Addiction: Brain disease or bad habit?

That President Trump has declared the opioid crisis a national public health emergency does not address the underlying question: Is drug addiction a mental health problem or a behavioral problem?

The Massachusetts Supreme Judicial Court will soon decide.

Less than two weeks after a court ordered Julie Eldred not to use drugs while on probation, she tested positive for the opioid fentanyl.  Consequently, Ms. Eldred, a chronic substance abuser, spent almost two weeks in jail until an inpatient treatment bed was available.

On appeal, her lawyer argues that incarceration was unconstitutional cruel and unusual punishment because drug use was beyond her client's control.  In sum, Ms. Eldred had no choice.

A decision by the court in her favor may radically alter how America confronts the demand side of its metastasizing opioid epidemic.

Although the medical community generally accepts the view that addiction is a "chronic and relapsing brain disease," a learned group of scientific, medical, and legal professionals fervently dissent.

In their amici brief, Sally Satel, a psychiatrist and scholar at the American Enterprise Institute, and Stephen J. Morse, a law and psychiatry professor at the University of Pennsylvania, persuasively argue that addiction is behavior: "the persistent seeking and using of drugs despite negative consequences."

In essence, substance abuse is akin more to bad behavior than to mental illness.

They maintain that while Alzheimer's sufferers have no control over the progression of their condition, addiction is the result of repeated negative choices.  Addicts are made, not born.

• Task set
(1) Answer these questions about the text on addiction:
(a) Which opioid did Julie Eldred test positive for?
(b) At which institute is Sally Satel a scholar?
(c) How long did Ms. Eldred spend in jail before an inpatient treatment bed was available?
(2) Rewrite the part of the text on addiction between "In essence, substance" and "made, not born.", inclusive, changing "Alzheimer's sufferers" to "dementia patients".
The records have nothing to do with the text.

[Records from a data collection]
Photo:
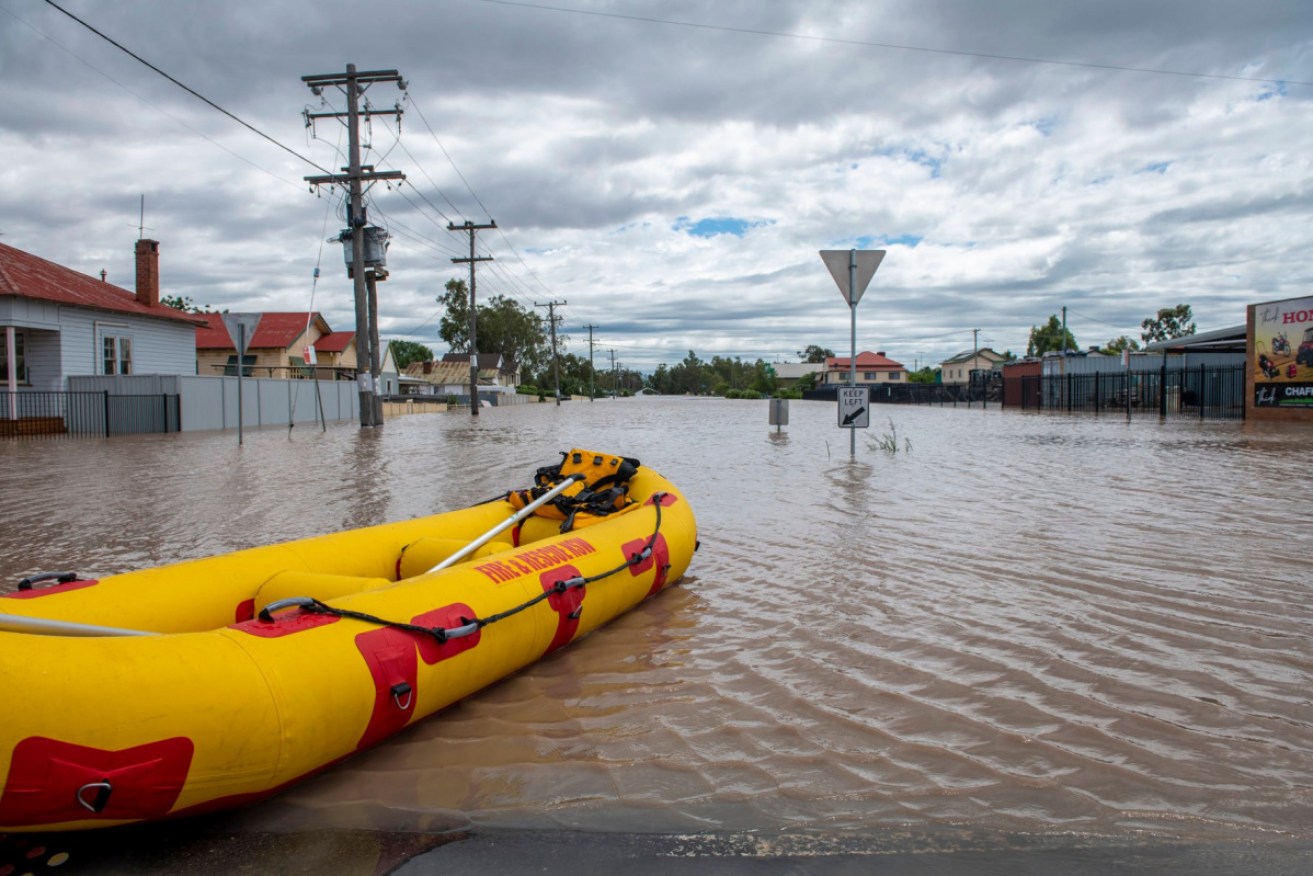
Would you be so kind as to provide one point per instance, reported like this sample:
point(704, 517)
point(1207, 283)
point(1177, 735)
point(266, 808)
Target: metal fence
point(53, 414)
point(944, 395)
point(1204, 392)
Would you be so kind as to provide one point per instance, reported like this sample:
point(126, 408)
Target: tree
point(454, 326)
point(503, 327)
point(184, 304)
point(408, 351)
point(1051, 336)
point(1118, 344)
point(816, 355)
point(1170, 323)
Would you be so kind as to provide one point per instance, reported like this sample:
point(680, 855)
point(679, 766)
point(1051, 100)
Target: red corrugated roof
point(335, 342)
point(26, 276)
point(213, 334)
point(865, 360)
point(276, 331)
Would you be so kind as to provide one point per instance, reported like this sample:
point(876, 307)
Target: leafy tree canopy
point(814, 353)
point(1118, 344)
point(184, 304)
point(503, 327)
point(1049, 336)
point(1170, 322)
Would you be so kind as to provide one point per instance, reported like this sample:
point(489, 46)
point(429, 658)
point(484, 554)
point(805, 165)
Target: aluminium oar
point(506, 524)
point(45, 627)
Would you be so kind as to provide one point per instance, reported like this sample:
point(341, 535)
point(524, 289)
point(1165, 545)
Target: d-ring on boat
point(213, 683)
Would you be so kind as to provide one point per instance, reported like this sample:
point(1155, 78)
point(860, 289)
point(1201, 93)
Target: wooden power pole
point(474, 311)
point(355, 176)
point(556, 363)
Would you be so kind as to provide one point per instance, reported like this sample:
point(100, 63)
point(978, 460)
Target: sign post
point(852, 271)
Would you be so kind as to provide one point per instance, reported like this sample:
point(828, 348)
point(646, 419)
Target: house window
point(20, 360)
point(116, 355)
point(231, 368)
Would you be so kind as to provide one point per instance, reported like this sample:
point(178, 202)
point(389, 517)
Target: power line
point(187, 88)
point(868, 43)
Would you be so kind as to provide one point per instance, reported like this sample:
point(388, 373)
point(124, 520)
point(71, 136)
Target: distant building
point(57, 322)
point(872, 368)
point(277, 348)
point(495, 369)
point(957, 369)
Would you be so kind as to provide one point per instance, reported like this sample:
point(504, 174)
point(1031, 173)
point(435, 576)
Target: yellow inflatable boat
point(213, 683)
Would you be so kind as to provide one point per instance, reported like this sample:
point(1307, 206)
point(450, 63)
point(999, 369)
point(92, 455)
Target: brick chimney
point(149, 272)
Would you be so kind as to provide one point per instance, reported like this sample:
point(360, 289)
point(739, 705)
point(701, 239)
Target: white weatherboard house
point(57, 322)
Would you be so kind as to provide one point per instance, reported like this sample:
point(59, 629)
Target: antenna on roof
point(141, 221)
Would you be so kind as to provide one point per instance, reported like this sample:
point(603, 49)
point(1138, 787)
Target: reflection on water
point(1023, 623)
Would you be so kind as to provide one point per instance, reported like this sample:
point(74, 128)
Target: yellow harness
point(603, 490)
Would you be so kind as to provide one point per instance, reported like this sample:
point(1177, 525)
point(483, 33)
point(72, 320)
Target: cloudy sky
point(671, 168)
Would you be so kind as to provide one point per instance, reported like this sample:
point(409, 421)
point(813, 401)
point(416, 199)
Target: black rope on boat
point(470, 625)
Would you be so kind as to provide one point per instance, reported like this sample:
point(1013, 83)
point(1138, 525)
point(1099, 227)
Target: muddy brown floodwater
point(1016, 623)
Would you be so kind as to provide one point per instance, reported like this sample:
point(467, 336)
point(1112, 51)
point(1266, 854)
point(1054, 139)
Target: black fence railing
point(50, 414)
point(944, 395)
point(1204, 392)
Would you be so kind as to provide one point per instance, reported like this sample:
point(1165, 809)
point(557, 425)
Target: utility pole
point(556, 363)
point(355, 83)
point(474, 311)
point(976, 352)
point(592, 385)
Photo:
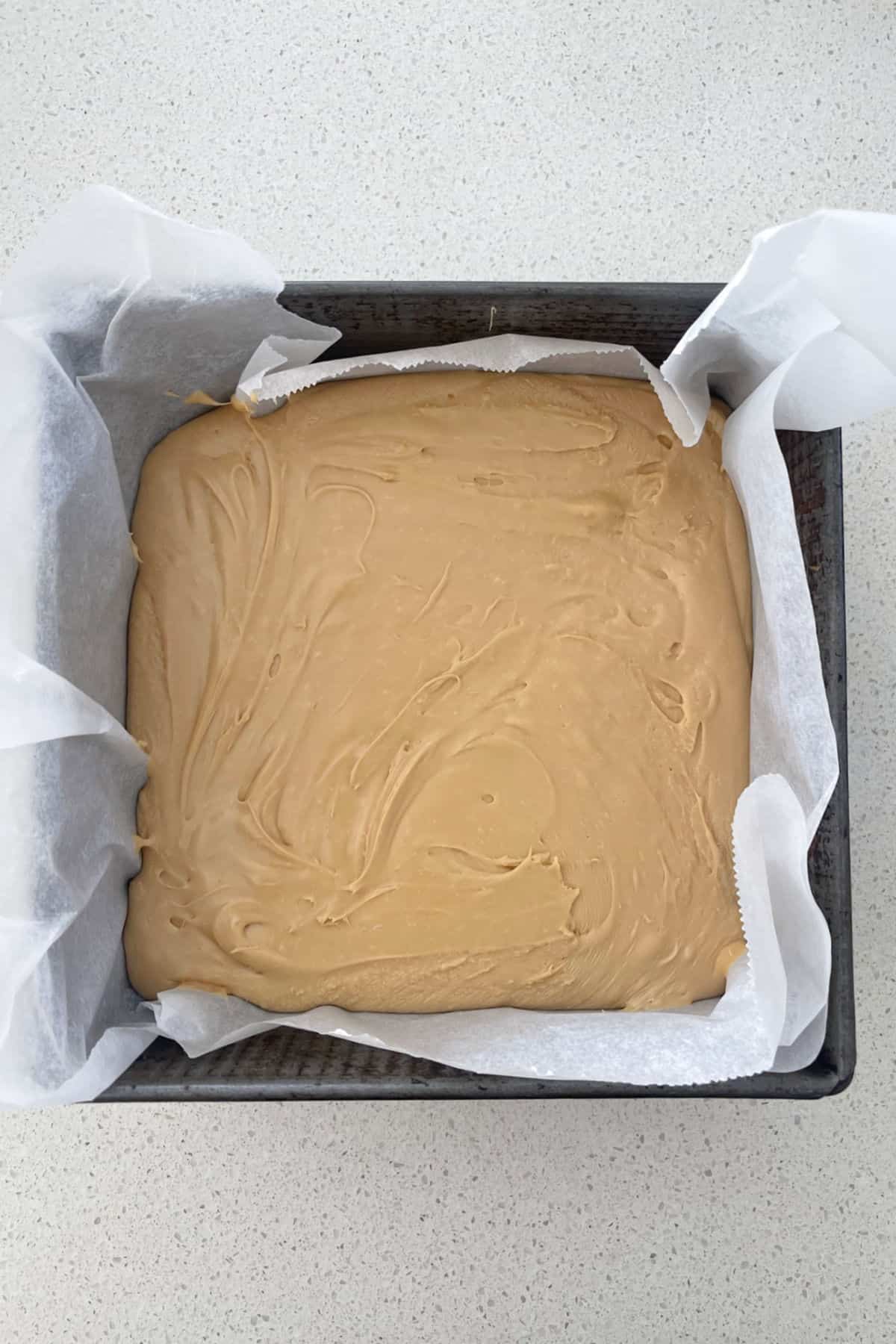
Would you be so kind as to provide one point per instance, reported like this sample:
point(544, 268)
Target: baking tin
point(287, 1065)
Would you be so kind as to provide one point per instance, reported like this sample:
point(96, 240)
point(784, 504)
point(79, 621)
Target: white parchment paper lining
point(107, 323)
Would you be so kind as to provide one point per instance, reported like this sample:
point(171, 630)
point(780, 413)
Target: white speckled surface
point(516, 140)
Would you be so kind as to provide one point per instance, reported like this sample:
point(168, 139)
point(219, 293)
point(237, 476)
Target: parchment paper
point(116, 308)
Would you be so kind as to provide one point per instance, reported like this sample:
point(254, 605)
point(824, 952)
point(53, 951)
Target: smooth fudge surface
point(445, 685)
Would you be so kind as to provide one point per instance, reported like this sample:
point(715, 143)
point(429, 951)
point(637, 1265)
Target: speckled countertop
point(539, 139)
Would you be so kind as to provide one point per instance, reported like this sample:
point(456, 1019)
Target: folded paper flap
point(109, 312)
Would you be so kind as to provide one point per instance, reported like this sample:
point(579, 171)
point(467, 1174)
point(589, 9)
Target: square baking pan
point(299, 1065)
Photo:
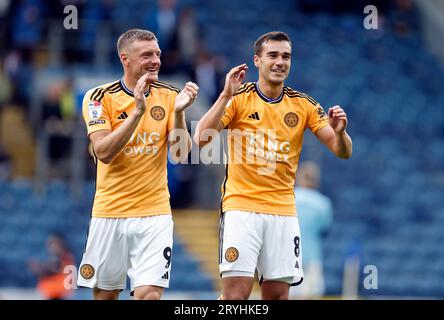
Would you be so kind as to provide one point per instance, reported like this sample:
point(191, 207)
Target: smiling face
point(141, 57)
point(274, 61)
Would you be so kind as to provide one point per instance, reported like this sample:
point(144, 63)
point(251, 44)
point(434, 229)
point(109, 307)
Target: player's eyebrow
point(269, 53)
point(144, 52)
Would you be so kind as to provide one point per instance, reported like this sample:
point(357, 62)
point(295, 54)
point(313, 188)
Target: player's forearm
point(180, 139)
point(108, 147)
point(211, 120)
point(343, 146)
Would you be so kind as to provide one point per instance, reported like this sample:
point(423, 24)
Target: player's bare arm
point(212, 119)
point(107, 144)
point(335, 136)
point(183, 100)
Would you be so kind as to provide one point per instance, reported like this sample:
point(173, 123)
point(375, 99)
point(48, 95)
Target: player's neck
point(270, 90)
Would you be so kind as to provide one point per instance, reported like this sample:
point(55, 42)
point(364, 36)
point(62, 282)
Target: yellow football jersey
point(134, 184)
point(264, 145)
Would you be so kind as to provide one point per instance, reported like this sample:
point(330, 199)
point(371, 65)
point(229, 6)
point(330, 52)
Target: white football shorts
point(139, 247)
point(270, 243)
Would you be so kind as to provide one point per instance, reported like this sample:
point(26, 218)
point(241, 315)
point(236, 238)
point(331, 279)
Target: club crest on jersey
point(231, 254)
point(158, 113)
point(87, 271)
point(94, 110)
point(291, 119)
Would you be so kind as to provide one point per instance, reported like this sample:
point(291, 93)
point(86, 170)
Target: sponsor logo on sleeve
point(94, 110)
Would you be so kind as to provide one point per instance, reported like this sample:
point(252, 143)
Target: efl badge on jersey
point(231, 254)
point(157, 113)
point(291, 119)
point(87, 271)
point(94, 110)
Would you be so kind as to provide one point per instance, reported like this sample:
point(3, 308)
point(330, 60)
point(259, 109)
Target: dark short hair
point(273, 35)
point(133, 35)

• Exercise answers
(1)
(a) Fentanyl
(b) The American Enterprise Institute
(c) Almost two weeks

(2)
In essence, substance abuse is akin more to bad behavior than to mental illness.

They maintain that while dementia patients have no control over the progression of their condition, addiction is the result of repeated negative choices.  Addicts are made, not born.